▶ _About this task_
From the text on co-expressing glycerol metabolism genes, list every plasmid or vector backbone it names.

──────── Text shown ────────

Since poor substrate uptake would become a rate limiting factor for all cellular processes, we decided to supplement the DKO strain with additional copies of glycerol metabolism genes, and see its effect on the expression levels of recombinant protein. We therefore co-expressed glycerol kinase (glpK) and sn-glycerol-3-phosphate dehydrogenase (glpD) genes using the pPROLar.A122 vector backbone, since it was compatible with the plasmid used to express L-asparaginase in the DKO strain. Many previous studies have shown that these two genes play a critical role in enhancing glycerol uptake rates [20, 55–58].
Co-expression of glpDK with L-asparaginase
The plasmid pPROLAR.A122glpDK carrying the genes (glpK and glpD) of the substrate utilization pathway was co-transformed along with pMALS1Asp into the DKO strain and labeled as the test strain. The DKO strain transformed only with the pMALS1Asp plasmid was used as a control for this study.

──────── Data excerpt ────────

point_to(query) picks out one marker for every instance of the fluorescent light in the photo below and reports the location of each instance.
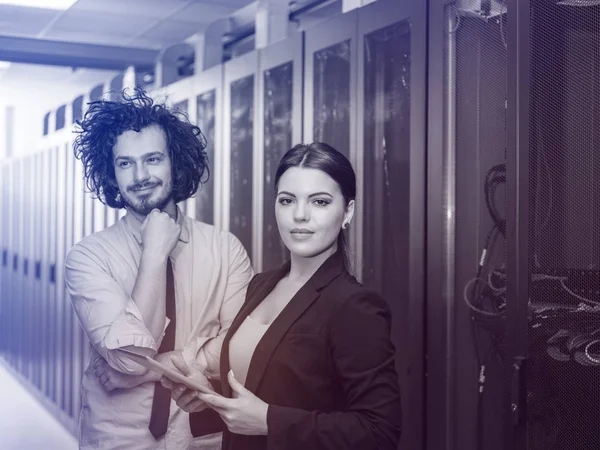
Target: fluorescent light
(47, 4)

────────

▶ _Written answer_
pPROLar.A122, pMALS1Asp, pPROLAR.A122glpDK